TRY IT ▸
Transcribe the data below verbatim from the line with "Task: tag the black jacket" to the line with "x=172, y=134". Include both of those lines.

RECORDS SUPPLIED ▸
═══

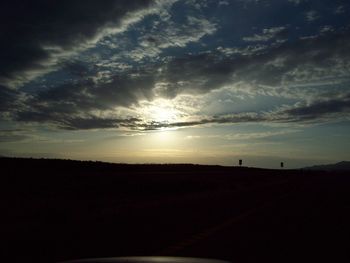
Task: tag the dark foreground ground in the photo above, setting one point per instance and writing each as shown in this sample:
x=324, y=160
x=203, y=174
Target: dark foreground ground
x=55, y=210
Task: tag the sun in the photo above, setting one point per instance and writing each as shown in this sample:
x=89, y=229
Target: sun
x=163, y=114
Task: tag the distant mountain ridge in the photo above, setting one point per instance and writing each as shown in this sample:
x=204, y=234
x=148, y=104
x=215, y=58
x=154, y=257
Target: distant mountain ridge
x=341, y=166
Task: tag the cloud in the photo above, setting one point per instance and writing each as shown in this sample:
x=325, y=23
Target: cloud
x=309, y=70
x=322, y=109
x=35, y=36
x=312, y=16
x=165, y=34
x=297, y=2
x=268, y=34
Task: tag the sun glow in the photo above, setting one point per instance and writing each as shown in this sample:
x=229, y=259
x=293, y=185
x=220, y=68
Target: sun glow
x=160, y=111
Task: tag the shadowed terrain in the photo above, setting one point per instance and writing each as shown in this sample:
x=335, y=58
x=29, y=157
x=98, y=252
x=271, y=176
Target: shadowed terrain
x=54, y=210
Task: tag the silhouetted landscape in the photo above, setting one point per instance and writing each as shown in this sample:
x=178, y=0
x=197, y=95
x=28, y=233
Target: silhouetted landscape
x=55, y=210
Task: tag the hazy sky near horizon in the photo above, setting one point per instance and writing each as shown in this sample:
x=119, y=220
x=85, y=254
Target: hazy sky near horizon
x=176, y=81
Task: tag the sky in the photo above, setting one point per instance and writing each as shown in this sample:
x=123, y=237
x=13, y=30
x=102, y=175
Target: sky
x=207, y=82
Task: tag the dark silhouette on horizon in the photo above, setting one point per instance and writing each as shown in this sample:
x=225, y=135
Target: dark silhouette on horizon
x=56, y=210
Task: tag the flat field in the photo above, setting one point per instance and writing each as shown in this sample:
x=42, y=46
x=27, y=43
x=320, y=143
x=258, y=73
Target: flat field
x=55, y=210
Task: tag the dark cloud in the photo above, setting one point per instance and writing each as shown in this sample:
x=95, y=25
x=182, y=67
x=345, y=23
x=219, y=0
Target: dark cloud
x=93, y=122
x=13, y=135
x=8, y=99
x=70, y=105
x=314, y=111
x=33, y=32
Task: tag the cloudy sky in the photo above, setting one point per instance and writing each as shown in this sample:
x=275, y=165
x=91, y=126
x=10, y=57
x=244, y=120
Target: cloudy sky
x=176, y=81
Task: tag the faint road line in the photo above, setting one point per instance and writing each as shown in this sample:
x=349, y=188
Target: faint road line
x=171, y=250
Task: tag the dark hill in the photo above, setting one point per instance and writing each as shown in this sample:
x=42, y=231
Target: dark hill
x=341, y=166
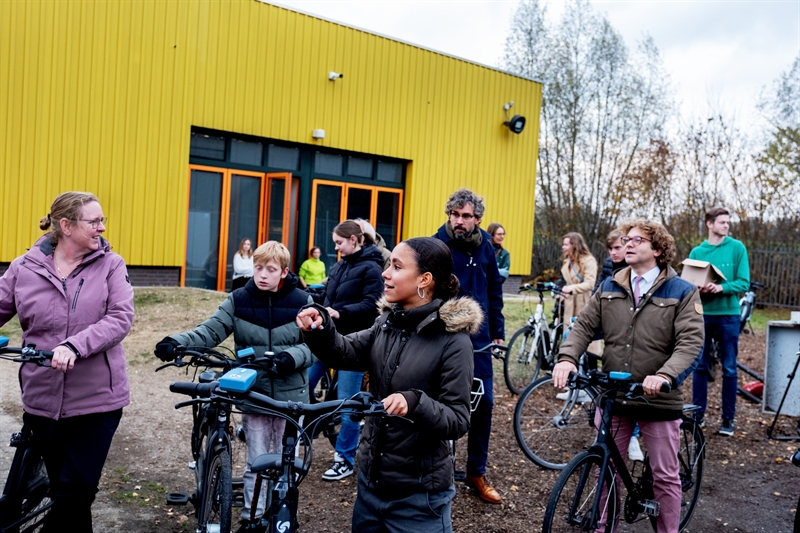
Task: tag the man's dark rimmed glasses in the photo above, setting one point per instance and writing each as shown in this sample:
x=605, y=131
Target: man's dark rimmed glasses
x=636, y=241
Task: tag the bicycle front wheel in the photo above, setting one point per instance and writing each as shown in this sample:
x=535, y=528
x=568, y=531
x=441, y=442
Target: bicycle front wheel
x=571, y=506
x=552, y=425
x=215, y=508
x=691, y=457
x=521, y=364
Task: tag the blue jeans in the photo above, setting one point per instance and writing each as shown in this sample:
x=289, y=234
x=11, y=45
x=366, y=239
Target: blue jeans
x=346, y=444
x=421, y=512
x=479, y=430
x=725, y=329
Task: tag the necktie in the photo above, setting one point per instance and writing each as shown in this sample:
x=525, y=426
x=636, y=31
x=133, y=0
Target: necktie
x=636, y=281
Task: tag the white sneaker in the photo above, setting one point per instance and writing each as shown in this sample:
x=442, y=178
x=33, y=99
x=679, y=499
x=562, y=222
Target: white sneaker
x=582, y=396
x=634, y=450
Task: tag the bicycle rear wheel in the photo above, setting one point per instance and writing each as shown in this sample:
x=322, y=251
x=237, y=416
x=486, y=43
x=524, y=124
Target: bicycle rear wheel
x=215, y=511
x=572, y=500
x=522, y=362
x=552, y=426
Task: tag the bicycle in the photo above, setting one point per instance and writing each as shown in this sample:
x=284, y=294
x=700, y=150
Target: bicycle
x=212, y=444
x=25, y=500
x=533, y=347
x=585, y=496
x=284, y=471
x=551, y=426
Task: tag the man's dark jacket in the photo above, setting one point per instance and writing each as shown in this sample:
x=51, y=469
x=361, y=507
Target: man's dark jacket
x=476, y=270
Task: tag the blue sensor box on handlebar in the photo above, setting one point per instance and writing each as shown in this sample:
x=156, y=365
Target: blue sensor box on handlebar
x=238, y=380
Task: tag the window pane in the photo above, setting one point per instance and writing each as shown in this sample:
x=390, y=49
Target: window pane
x=275, y=227
x=326, y=217
x=202, y=241
x=328, y=164
x=207, y=147
x=359, y=203
x=243, y=218
x=283, y=158
x=359, y=167
x=392, y=172
x=388, y=213
x=246, y=153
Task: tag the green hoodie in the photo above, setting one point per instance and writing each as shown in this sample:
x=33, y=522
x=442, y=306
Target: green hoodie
x=730, y=257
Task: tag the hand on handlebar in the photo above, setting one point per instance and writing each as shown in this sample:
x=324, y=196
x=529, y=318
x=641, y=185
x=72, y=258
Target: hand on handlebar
x=63, y=359
x=396, y=404
x=309, y=319
x=561, y=373
x=166, y=349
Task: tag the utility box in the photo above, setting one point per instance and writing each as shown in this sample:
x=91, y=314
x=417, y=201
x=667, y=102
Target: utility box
x=783, y=345
x=700, y=273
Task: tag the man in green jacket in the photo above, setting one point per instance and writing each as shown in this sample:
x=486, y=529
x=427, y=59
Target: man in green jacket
x=721, y=312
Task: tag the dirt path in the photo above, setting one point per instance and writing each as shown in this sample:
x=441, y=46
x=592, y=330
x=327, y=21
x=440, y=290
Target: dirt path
x=748, y=486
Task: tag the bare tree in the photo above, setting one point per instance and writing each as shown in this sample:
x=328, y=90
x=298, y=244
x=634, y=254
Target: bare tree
x=601, y=108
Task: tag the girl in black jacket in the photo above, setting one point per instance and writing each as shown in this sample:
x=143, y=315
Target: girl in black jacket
x=419, y=356
x=353, y=289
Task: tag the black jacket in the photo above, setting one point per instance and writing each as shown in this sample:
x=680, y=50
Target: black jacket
x=354, y=286
x=426, y=355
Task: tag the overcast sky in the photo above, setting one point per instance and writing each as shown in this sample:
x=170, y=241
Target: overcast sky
x=720, y=50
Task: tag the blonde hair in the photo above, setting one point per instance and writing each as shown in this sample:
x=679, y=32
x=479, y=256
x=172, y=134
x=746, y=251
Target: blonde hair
x=241, y=251
x=272, y=251
x=67, y=205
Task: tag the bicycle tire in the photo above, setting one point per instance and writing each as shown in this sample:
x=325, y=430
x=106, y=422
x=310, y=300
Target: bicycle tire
x=216, y=505
x=26, y=501
x=552, y=431
x=569, y=507
x=521, y=364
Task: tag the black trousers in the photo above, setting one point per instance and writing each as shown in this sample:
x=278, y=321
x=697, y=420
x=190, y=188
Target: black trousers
x=74, y=451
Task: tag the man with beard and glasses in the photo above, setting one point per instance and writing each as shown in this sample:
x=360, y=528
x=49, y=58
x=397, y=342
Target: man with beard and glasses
x=475, y=267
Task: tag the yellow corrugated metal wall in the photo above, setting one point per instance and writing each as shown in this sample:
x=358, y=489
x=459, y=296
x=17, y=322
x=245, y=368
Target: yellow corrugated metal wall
x=100, y=95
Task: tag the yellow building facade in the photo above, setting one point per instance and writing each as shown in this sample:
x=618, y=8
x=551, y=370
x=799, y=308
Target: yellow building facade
x=201, y=122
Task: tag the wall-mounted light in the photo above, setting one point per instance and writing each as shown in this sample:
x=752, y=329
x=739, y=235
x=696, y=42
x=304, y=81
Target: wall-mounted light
x=517, y=123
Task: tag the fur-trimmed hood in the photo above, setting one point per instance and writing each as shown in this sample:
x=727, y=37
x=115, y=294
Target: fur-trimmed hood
x=459, y=314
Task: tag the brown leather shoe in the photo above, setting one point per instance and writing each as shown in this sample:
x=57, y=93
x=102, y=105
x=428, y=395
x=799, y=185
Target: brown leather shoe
x=485, y=491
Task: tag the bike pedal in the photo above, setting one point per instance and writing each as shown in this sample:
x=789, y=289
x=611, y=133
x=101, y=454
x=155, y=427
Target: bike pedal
x=177, y=498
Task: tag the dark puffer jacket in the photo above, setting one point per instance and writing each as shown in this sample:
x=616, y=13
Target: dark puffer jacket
x=264, y=321
x=354, y=286
x=425, y=354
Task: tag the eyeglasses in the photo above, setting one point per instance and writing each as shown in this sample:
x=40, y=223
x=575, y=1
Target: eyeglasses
x=635, y=240
x=96, y=222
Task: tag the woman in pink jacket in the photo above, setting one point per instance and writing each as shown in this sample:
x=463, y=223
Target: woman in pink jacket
x=73, y=296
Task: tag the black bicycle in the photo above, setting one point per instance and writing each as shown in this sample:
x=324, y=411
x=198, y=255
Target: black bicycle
x=25, y=500
x=283, y=471
x=216, y=438
x=587, y=495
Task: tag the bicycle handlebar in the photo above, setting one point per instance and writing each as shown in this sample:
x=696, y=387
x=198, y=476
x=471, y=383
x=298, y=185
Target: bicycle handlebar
x=609, y=381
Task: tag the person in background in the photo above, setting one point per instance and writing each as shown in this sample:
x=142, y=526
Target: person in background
x=351, y=295
x=73, y=296
x=261, y=315
x=652, y=322
x=498, y=234
x=312, y=271
x=476, y=269
x=373, y=237
x=242, y=264
x=721, y=313
x=405, y=473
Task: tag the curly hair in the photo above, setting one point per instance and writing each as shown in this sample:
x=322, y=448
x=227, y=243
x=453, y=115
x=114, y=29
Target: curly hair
x=462, y=197
x=660, y=239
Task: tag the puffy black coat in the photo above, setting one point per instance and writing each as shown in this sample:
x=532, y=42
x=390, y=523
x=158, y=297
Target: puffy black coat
x=354, y=287
x=426, y=355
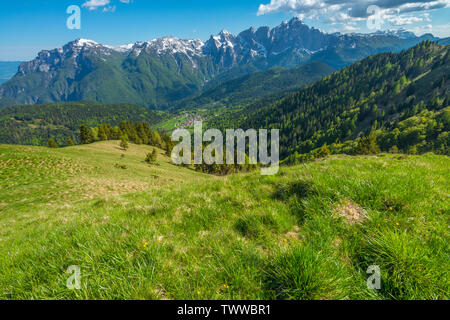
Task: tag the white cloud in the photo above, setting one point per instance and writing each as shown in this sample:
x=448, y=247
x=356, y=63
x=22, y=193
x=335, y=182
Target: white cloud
x=349, y=12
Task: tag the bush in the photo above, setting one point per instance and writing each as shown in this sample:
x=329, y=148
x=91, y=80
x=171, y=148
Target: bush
x=124, y=143
x=151, y=157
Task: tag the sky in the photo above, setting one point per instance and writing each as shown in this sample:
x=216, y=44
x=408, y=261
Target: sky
x=27, y=27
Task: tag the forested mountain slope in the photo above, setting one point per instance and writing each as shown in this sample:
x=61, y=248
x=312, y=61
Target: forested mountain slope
x=245, y=90
x=35, y=124
x=399, y=98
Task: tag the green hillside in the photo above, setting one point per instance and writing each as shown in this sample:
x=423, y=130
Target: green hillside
x=400, y=99
x=35, y=124
x=7, y=70
x=140, y=231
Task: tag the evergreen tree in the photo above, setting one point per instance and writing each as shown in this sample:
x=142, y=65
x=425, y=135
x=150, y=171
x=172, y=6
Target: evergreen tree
x=70, y=142
x=86, y=136
x=124, y=143
x=152, y=157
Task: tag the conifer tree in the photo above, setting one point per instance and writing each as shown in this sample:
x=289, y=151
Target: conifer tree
x=124, y=143
x=86, y=136
x=70, y=142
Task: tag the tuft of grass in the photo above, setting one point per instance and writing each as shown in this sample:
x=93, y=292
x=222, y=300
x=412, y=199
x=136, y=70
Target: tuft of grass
x=164, y=232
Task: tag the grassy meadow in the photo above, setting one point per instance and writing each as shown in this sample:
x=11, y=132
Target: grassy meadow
x=140, y=231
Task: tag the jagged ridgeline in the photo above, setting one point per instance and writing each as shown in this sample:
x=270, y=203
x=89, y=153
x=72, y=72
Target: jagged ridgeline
x=164, y=71
x=35, y=124
x=401, y=99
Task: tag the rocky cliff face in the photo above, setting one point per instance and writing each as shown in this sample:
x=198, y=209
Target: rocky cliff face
x=169, y=69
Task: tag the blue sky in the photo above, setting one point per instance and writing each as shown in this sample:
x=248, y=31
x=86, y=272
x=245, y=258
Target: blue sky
x=30, y=26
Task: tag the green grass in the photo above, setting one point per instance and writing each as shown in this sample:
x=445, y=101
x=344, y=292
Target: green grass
x=163, y=232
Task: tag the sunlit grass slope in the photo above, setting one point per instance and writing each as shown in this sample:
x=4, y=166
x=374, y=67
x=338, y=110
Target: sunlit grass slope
x=140, y=231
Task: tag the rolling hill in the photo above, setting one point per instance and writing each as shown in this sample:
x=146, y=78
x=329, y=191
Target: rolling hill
x=165, y=232
x=35, y=124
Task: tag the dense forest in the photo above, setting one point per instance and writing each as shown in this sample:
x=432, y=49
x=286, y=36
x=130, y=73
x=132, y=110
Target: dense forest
x=127, y=131
x=35, y=124
x=245, y=90
x=391, y=102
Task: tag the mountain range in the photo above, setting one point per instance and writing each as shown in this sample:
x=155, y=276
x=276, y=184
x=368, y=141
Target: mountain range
x=400, y=99
x=164, y=71
x=7, y=70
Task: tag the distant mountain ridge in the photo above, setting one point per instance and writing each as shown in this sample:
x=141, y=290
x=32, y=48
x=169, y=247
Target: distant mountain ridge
x=166, y=70
x=8, y=69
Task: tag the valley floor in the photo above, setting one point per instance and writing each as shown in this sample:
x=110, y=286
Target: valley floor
x=140, y=231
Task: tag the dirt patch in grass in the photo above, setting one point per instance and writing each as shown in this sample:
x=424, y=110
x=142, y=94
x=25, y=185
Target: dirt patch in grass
x=351, y=212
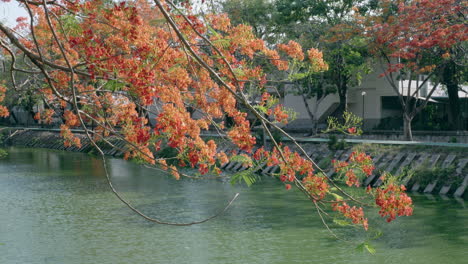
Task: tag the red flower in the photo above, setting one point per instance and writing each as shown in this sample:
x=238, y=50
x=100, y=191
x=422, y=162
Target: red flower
x=352, y=130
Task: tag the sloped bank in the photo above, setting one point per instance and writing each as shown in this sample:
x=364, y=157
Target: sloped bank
x=428, y=169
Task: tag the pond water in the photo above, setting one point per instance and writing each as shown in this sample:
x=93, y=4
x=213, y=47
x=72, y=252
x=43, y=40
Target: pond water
x=57, y=208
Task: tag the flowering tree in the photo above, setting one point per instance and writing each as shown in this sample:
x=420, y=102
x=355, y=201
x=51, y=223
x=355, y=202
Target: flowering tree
x=417, y=42
x=106, y=63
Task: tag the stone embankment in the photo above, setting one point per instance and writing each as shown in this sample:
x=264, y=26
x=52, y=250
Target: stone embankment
x=406, y=161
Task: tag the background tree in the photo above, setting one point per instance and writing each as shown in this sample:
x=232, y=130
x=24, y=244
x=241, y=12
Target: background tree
x=103, y=61
x=334, y=27
x=416, y=42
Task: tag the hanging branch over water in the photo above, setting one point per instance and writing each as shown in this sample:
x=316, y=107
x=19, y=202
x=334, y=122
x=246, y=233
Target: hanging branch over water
x=109, y=64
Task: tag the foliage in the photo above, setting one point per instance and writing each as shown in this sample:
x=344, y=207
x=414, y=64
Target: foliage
x=111, y=64
x=336, y=144
x=417, y=40
x=351, y=125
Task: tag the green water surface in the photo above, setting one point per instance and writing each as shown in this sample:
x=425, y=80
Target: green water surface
x=56, y=207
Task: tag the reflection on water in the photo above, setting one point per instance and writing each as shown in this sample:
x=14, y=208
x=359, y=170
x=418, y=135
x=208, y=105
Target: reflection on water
x=56, y=208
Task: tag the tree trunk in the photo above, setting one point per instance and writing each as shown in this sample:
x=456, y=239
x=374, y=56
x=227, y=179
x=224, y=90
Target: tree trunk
x=311, y=115
x=454, y=107
x=407, y=127
x=343, y=106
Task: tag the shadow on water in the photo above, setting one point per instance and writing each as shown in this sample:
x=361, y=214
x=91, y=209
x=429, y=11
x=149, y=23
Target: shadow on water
x=60, y=209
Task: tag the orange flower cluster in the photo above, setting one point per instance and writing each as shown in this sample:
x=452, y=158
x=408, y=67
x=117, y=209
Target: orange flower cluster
x=358, y=162
x=293, y=49
x=45, y=116
x=68, y=138
x=393, y=201
x=316, y=59
x=354, y=213
x=279, y=114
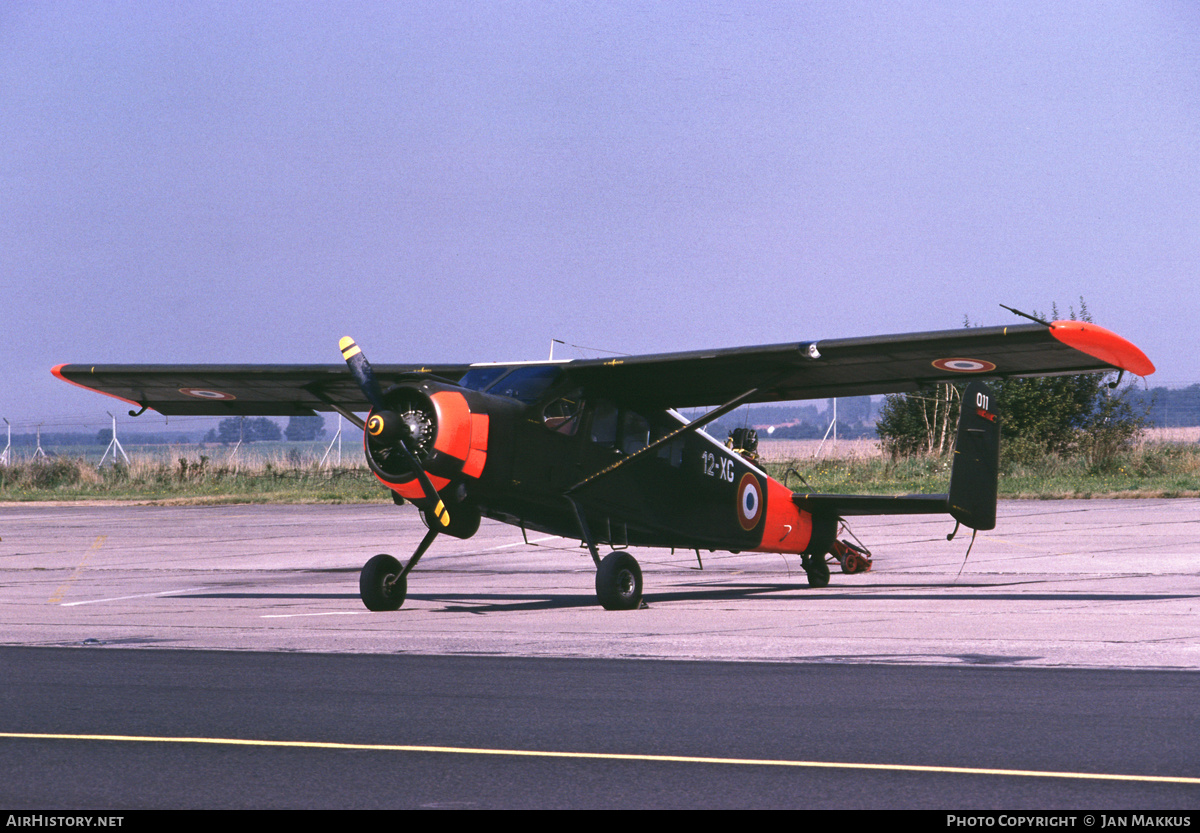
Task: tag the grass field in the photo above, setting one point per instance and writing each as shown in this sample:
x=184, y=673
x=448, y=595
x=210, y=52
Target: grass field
x=1158, y=466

═══

YOUR SOLUTION ▸
Task: tag the black jacket in the photo above, setting one point per instance and writing each as shown in this sample:
x=680, y=50
Target: black jacket
x=354, y=286
x=426, y=355
Task: tag the overcast sky in the photo above, setting one point per instance and writing each as shown in this sample:
x=170, y=241
Target: overcast sky
x=720, y=50
Task: tag the blonde hair in the photo above, setting one point per instance and writing each as shown in this sample:
x=679, y=32
x=479, y=256
x=172, y=134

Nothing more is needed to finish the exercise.